Your instructions:
Extract each record and reproduce it exactly.

##### Records for the task

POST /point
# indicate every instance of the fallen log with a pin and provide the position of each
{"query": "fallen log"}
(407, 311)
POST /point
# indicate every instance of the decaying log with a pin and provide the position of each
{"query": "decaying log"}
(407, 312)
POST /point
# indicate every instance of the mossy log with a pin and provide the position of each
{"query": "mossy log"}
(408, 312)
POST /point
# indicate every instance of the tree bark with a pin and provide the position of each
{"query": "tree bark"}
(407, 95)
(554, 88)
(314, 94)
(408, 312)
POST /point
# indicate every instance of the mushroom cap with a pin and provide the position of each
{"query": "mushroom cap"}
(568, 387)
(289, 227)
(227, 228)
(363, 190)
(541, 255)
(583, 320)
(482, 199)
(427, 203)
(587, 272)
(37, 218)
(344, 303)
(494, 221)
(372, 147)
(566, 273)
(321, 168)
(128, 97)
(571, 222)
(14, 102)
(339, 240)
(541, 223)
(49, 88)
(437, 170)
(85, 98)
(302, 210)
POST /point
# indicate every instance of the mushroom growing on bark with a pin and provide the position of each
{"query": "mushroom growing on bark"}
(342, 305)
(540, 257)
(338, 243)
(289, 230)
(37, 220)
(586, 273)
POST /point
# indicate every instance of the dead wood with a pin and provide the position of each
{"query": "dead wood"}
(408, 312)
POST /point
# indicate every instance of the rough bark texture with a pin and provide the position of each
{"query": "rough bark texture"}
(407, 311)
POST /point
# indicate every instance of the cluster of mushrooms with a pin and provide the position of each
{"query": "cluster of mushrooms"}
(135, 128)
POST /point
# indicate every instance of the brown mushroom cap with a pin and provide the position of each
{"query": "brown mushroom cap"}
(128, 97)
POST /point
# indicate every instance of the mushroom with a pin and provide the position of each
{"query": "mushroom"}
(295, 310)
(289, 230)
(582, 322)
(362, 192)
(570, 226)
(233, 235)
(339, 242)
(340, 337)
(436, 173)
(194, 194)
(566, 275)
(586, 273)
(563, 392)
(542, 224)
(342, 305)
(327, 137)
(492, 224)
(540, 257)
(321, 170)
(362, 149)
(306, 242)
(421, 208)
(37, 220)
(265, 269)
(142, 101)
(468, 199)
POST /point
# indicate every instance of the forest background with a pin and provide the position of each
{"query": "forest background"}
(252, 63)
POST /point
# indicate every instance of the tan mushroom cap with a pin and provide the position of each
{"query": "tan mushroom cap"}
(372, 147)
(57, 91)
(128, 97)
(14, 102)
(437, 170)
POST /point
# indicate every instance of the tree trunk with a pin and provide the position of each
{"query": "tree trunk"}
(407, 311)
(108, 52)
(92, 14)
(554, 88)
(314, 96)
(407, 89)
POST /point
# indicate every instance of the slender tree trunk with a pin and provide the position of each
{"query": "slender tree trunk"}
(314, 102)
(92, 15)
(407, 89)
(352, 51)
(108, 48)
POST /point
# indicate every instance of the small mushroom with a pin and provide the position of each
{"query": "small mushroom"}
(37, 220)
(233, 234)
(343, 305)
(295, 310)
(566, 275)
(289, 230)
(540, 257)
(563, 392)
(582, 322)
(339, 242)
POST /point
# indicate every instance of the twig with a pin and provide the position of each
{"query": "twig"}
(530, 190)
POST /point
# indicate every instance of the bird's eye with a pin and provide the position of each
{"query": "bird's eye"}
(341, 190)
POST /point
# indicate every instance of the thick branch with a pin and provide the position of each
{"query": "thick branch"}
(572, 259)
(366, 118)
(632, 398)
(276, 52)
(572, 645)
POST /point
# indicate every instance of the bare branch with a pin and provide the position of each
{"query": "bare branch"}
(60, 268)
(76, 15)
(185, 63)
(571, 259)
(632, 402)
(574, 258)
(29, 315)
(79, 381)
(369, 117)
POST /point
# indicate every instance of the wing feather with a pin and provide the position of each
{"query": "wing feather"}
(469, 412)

##########

Solution to the problem:
POST /point
# indicate every instance of the fallen log with a pin and provide the position of each
{"query": "fallen log"}
(407, 311)
POST /point
# indicate every instance of the decaying log with a pin and provide the position of each
{"query": "decaying log"}
(407, 312)
POST /point
# indicate every instance of the mossy log with a pin and provide the position of each
{"query": "mossy log"}
(408, 312)
POST /point
# indicate every instance of the tree bark with a pin and provide the position of each
{"query": "tree bark"}
(407, 95)
(554, 88)
(314, 94)
(408, 312)
POST /point
# indicate every instance of the mushroom cap with a pin and provide the position of each
{"query": "mushroom cap"}
(568, 387)
(289, 227)
(227, 228)
(363, 190)
(541, 255)
(583, 320)
(482, 199)
(427, 203)
(587, 272)
(37, 218)
(344, 303)
(494, 221)
(372, 147)
(566, 273)
(321, 168)
(128, 97)
(571, 222)
(14, 102)
(339, 240)
(541, 223)
(49, 88)
(437, 170)
(85, 98)
(302, 210)
POST /point
# indicate every instance of the mushroom growing on bark with a pin and provide the position of each
{"query": "mushroom growing on bark"}
(342, 305)
(540, 257)
(338, 243)
(289, 230)
(37, 220)
(586, 273)
POST /point
# indicate every instance of the dead wood with a pin and provide the position of each
{"query": "dead wood"}
(408, 312)
POST /point
# indicate every instance of the rough bark texture with a pin and provide the position of each
{"query": "rough bark texture"}
(407, 311)
POST /point
# indicate every instance of the cluster of mushrooms with a pin and provide the position of each
{"query": "cluster of mushrooms"}
(135, 128)
POST /point
# indicate every instance of the brown mushroom cap with a pin and provide the position of each
{"query": "brown mushroom cap"}
(128, 97)
POST /point
# indicate every instance of the mushroom with a pin and provide the position of each
{"query": "mushroom"}
(295, 310)
(289, 230)
(582, 322)
(362, 192)
(570, 226)
(233, 235)
(339, 242)
(340, 337)
(436, 173)
(194, 194)
(566, 275)
(586, 273)
(563, 392)
(542, 224)
(342, 305)
(327, 137)
(492, 224)
(540, 257)
(321, 170)
(362, 149)
(306, 242)
(421, 208)
(37, 220)
(265, 269)
(142, 101)
(468, 199)
POST /point
# indicate every instance of the forest background with a pin and provide the position of each
{"query": "forest background"}
(252, 63)
POST /point
# indicate every instance of the tan mushroom cap with a pin and provide the position of each
{"query": "tan mushroom cap"}
(372, 147)
(57, 91)
(128, 97)
(14, 102)
(437, 170)
POST /point
# indicate every instance of the tree trunk with a pin and provide the position of each
{"query": "tree trunk"}
(407, 311)
(108, 52)
(92, 14)
(554, 88)
(314, 96)
(407, 89)
POST /point
# indicate every instance of the slender tree trunk with a pin and provide the position of each
{"query": "slender tree trunk"}
(314, 102)
(92, 15)
(407, 89)
(352, 51)
(108, 48)
POST /point
# indicate every instance of the small mushroom with a pin and provide the position of each
{"query": "small mushroom"}
(37, 220)
(233, 234)
(343, 305)
(295, 310)
(566, 275)
(289, 230)
(540, 257)
(563, 392)
(582, 322)
(339, 242)
POST /point
# indicate every instance of the twig with a pin and provide the position of each
{"query": "twig"}
(530, 190)
POST /point
# indicate every instance of the bird's eye with a pin and provide the position of each
{"query": "bird's eye"}
(341, 190)
POST /point
# indicate every instance of the thick branch with a pin and provide the position of each
{"query": "thick branch"}
(572, 259)
(366, 118)
(632, 398)
(276, 52)
(572, 645)
POST /point
# indicate every instance of the bare branch with a pin and provide the position of each
{"query": "bare branch"}
(60, 268)
(76, 15)
(185, 63)
(571, 259)
(632, 402)
(574, 258)
(29, 315)
(79, 381)
(369, 117)
POST /point
# indicate every instance of the wing feather with a pin and provide the position of each
{"query": "wing feather"}
(469, 412)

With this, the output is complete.